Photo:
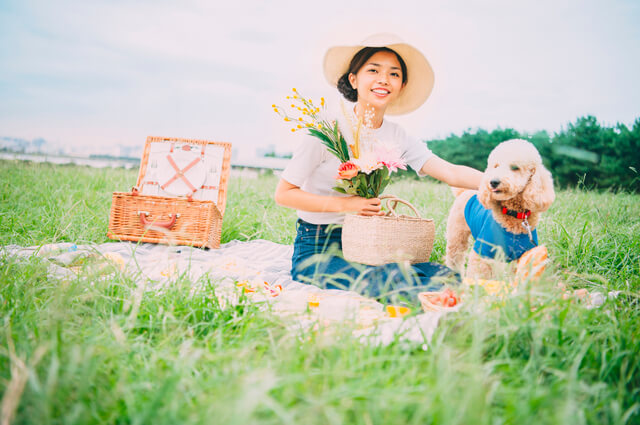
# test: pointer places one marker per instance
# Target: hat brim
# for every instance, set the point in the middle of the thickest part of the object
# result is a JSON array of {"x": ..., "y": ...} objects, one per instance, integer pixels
[{"x": 420, "y": 78}]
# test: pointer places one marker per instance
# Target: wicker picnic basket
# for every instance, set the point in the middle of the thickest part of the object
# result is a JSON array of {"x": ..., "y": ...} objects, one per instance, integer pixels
[
  {"x": 378, "y": 240},
  {"x": 179, "y": 197}
]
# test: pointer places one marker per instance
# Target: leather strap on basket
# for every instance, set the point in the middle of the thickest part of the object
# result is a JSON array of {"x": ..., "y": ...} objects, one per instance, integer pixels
[
  {"x": 392, "y": 212},
  {"x": 168, "y": 224},
  {"x": 180, "y": 173}
]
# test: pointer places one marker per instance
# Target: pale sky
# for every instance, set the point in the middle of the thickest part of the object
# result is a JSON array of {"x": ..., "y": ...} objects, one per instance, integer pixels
[{"x": 96, "y": 74}]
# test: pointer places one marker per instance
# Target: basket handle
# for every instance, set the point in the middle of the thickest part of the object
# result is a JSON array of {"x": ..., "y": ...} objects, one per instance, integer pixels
[
  {"x": 392, "y": 211},
  {"x": 168, "y": 224}
]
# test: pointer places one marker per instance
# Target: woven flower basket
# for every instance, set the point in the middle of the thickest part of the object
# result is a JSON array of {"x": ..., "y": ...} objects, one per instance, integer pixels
[{"x": 387, "y": 239}]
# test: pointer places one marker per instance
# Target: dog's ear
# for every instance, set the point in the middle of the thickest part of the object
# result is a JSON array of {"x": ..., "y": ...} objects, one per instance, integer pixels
[
  {"x": 539, "y": 193},
  {"x": 484, "y": 195}
]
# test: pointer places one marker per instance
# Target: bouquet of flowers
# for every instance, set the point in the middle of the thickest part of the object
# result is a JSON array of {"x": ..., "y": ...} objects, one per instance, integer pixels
[{"x": 364, "y": 170}]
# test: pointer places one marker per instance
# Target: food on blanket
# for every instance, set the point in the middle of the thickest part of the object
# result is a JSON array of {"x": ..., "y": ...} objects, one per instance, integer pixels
[
  {"x": 436, "y": 301},
  {"x": 253, "y": 285},
  {"x": 533, "y": 261},
  {"x": 313, "y": 300},
  {"x": 397, "y": 311},
  {"x": 447, "y": 298},
  {"x": 491, "y": 287}
]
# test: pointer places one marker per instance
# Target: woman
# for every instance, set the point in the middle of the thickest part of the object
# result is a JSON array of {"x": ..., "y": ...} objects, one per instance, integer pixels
[{"x": 383, "y": 76}]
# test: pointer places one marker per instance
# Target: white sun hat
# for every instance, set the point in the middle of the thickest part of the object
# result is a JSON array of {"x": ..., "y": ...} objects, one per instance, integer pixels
[{"x": 419, "y": 72}]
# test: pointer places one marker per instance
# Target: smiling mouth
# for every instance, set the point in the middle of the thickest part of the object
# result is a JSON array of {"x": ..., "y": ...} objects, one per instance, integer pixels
[{"x": 381, "y": 92}]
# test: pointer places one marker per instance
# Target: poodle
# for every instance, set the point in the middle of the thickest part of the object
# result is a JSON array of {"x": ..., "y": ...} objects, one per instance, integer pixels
[{"x": 503, "y": 214}]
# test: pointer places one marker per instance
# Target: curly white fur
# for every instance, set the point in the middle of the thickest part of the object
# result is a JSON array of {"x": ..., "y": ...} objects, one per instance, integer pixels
[{"x": 516, "y": 179}]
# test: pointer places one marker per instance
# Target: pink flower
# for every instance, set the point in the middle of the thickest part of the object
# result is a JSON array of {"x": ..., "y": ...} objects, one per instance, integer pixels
[{"x": 347, "y": 170}]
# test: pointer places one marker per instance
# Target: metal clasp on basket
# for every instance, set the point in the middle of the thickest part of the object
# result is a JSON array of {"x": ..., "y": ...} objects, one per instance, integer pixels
[{"x": 165, "y": 224}]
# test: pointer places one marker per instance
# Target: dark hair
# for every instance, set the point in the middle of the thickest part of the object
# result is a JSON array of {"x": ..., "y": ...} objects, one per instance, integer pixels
[{"x": 357, "y": 62}]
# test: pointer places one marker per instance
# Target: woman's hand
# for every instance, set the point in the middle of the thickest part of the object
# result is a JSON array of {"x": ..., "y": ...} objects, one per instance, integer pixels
[
  {"x": 362, "y": 206},
  {"x": 453, "y": 175}
]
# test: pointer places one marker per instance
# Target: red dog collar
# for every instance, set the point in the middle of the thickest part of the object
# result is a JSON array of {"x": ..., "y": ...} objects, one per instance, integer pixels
[{"x": 516, "y": 214}]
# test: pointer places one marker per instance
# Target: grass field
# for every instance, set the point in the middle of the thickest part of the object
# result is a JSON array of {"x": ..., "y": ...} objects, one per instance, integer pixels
[{"x": 84, "y": 357}]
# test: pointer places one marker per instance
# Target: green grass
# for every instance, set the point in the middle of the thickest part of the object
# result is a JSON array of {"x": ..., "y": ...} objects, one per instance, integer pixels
[{"x": 93, "y": 354}]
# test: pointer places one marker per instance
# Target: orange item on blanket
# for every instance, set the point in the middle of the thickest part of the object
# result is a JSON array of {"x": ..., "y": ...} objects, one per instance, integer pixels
[
  {"x": 532, "y": 261},
  {"x": 397, "y": 311}
]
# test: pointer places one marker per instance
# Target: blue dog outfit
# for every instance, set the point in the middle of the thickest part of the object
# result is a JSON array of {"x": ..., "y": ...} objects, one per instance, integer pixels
[{"x": 491, "y": 237}]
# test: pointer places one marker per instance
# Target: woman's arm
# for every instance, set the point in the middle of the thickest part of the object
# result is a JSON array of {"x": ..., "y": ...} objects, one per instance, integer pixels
[
  {"x": 453, "y": 175},
  {"x": 290, "y": 195}
]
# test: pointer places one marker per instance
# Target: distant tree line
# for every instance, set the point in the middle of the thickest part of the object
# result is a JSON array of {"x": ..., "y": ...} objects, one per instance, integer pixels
[{"x": 585, "y": 153}]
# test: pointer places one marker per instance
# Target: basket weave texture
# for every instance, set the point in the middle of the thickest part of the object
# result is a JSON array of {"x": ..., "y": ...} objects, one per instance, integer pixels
[
  {"x": 170, "y": 220},
  {"x": 378, "y": 240}
]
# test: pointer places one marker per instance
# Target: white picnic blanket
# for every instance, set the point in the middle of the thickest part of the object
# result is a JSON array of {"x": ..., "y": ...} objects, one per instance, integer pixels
[{"x": 259, "y": 268}]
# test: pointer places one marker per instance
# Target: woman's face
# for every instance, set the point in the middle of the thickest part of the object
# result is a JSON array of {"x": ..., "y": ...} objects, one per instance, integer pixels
[{"x": 379, "y": 81}]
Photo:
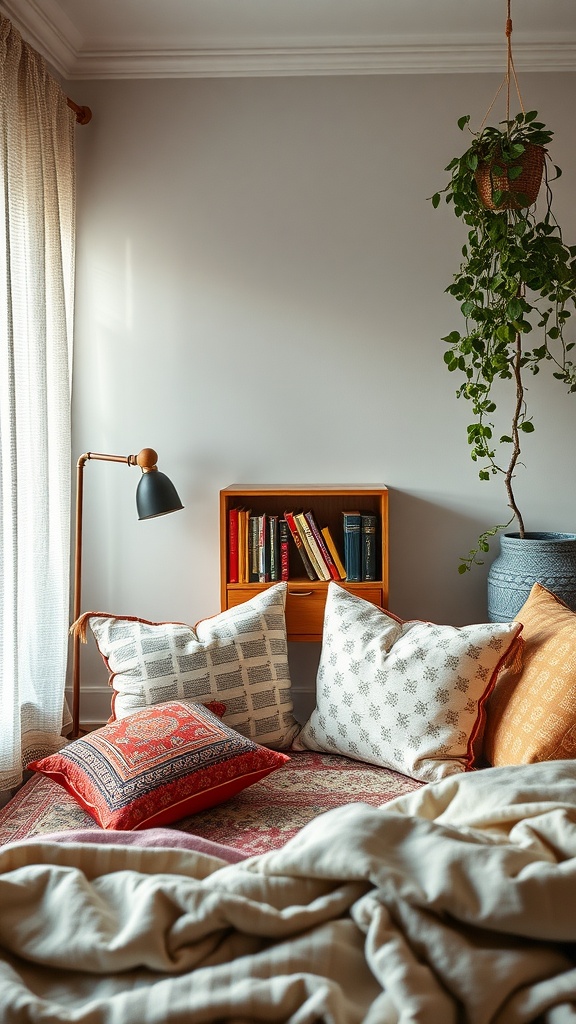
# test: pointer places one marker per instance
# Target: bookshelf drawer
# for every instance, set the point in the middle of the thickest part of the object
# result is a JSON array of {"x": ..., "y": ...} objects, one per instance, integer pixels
[{"x": 304, "y": 604}]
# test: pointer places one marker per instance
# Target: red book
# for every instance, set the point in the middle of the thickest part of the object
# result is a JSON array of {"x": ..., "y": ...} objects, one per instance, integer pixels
[
  {"x": 284, "y": 550},
  {"x": 289, "y": 516},
  {"x": 233, "y": 546}
]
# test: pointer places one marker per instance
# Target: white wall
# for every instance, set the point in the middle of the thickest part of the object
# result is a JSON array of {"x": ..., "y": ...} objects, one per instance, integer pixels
[{"x": 260, "y": 298}]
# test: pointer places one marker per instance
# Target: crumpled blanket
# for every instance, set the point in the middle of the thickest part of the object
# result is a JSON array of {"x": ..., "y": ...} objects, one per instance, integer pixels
[{"x": 455, "y": 903}]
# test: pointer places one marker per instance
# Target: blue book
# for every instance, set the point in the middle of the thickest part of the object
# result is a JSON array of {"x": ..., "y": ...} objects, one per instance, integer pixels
[
  {"x": 368, "y": 546},
  {"x": 353, "y": 548}
]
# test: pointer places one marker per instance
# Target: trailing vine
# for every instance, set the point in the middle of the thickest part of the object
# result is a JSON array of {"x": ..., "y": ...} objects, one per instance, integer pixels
[{"x": 515, "y": 285}]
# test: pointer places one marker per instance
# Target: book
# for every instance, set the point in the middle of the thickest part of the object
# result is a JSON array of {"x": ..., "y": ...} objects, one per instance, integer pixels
[
  {"x": 274, "y": 539},
  {"x": 289, "y": 517},
  {"x": 253, "y": 549},
  {"x": 243, "y": 516},
  {"x": 233, "y": 546},
  {"x": 284, "y": 549},
  {"x": 263, "y": 549},
  {"x": 352, "y": 531},
  {"x": 329, "y": 561},
  {"x": 329, "y": 540},
  {"x": 368, "y": 535},
  {"x": 309, "y": 541}
]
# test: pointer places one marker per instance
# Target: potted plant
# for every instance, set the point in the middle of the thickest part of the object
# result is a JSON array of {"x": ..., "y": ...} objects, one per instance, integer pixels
[{"x": 516, "y": 287}]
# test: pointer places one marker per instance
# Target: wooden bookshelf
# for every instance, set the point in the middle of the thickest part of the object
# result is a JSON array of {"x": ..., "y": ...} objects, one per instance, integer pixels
[{"x": 305, "y": 600}]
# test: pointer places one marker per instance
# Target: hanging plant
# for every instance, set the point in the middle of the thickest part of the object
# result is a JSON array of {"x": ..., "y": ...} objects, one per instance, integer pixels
[{"x": 516, "y": 288}]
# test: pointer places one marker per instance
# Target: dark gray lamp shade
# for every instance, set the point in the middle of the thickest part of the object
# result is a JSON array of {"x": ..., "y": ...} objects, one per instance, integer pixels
[{"x": 156, "y": 495}]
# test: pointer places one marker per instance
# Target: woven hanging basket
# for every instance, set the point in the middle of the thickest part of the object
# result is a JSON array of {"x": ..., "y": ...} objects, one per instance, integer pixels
[{"x": 525, "y": 187}]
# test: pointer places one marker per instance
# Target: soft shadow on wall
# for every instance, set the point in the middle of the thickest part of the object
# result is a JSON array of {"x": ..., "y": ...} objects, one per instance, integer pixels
[{"x": 426, "y": 541}]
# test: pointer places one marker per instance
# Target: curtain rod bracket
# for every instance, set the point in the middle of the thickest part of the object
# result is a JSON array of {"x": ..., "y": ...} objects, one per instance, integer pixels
[{"x": 83, "y": 114}]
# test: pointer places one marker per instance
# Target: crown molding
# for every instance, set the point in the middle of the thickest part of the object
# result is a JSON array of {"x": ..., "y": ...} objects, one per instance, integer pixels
[
  {"x": 277, "y": 61},
  {"x": 55, "y": 37}
]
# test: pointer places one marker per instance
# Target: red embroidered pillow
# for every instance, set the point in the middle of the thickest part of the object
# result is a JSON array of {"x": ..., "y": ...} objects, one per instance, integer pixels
[{"x": 159, "y": 765}]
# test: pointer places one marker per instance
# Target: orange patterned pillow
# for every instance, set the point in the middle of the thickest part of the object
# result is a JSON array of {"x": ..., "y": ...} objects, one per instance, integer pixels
[
  {"x": 531, "y": 715},
  {"x": 159, "y": 765}
]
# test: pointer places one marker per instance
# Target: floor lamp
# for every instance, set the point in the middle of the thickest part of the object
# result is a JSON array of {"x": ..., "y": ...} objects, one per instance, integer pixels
[{"x": 156, "y": 496}]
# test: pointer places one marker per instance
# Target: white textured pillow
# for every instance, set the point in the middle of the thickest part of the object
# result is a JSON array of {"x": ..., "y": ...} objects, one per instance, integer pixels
[
  {"x": 239, "y": 656},
  {"x": 406, "y": 695}
]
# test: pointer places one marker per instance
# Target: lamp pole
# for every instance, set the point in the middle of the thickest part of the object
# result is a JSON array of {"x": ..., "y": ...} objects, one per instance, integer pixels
[{"x": 159, "y": 497}]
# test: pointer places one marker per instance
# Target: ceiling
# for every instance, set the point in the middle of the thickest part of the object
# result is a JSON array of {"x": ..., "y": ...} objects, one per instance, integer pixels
[{"x": 97, "y": 39}]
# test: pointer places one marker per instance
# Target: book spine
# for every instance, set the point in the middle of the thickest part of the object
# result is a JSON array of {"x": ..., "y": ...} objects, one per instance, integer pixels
[
  {"x": 334, "y": 552},
  {"x": 263, "y": 550},
  {"x": 243, "y": 546},
  {"x": 253, "y": 574},
  {"x": 274, "y": 549},
  {"x": 310, "y": 544},
  {"x": 289, "y": 516},
  {"x": 368, "y": 546},
  {"x": 352, "y": 528},
  {"x": 233, "y": 546},
  {"x": 284, "y": 549},
  {"x": 328, "y": 560}
]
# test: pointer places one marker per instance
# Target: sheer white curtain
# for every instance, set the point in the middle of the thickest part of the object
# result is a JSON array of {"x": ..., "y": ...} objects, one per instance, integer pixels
[{"x": 36, "y": 306}]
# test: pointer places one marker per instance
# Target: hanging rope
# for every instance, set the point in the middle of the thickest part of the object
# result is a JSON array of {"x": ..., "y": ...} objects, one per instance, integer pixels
[{"x": 510, "y": 73}]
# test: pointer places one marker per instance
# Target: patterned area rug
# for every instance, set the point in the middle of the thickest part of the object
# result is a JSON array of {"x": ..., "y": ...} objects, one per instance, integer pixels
[{"x": 261, "y": 818}]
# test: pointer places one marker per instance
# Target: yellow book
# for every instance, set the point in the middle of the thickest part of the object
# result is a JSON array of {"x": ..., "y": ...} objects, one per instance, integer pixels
[{"x": 332, "y": 549}]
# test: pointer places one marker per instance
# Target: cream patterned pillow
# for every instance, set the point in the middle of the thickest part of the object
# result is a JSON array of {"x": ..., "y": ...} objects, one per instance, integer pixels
[
  {"x": 405, "y": 695},
  {"x": 239, "y": 656}
]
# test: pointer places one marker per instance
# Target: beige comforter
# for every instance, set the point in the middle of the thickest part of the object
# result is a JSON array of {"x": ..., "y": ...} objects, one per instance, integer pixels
[{"x": 455, "y": 903}]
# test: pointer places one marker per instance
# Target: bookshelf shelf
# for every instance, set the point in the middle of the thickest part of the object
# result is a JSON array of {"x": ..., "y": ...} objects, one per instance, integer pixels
[{"x": 305, "y": 600}]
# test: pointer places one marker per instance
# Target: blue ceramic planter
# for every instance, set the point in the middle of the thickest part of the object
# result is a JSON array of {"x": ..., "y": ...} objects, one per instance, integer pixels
[{"x": 545, "y": 558}]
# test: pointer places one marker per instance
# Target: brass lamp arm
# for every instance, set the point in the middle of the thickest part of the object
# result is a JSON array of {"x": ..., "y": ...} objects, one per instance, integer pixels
[{"x": 147, "y": 460}]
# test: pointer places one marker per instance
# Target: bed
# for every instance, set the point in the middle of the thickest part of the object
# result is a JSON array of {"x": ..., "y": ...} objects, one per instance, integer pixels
[{"x": 366, "y": 875}]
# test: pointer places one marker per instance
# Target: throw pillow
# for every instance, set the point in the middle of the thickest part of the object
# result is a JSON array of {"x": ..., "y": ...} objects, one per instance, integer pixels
[
  {"x": 239, "y": 656},
  {"x": 158, "y": 765},
  {"x": 408, "y": 695},
  {"x": 531, "y": 716}
]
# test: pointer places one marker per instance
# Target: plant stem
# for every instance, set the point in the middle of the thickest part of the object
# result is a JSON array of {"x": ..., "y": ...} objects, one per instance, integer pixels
[{"x": 517, "y": 367}]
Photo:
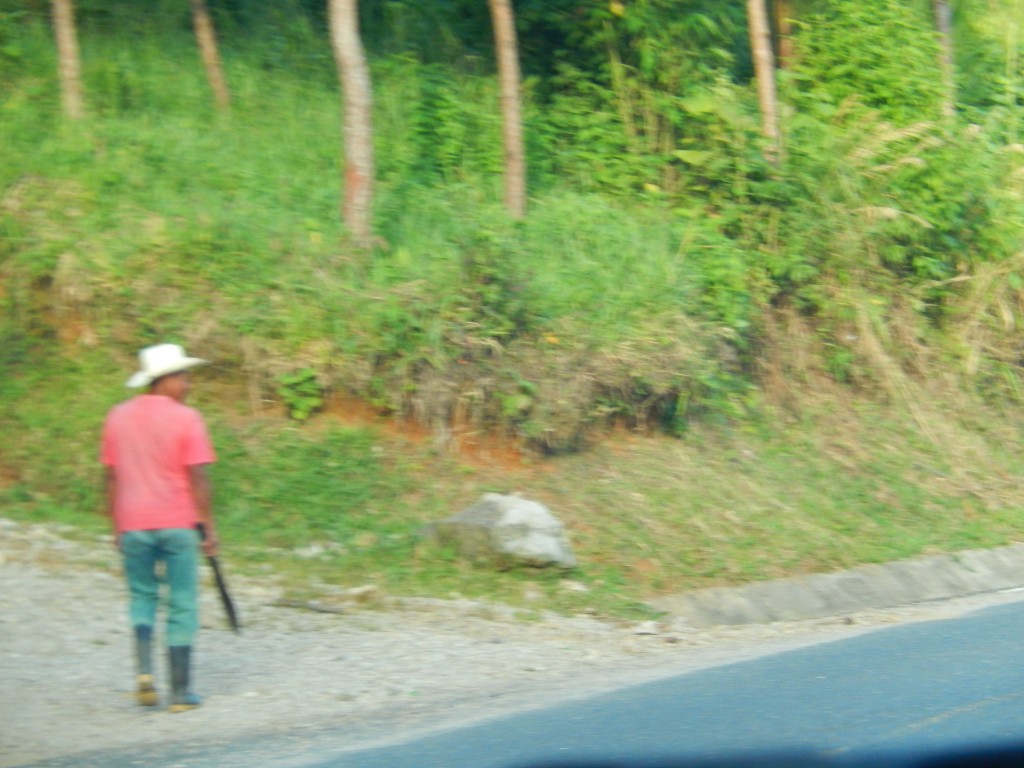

● ● ● ● ● ● ●

▸ Your goal:
Pick out every line of the material above that contains the string "orange" and copy each one in full. The match is case-sensitive.

▸ Expected output:
# Target: orange item on blanket
# Target: orange patterned pillow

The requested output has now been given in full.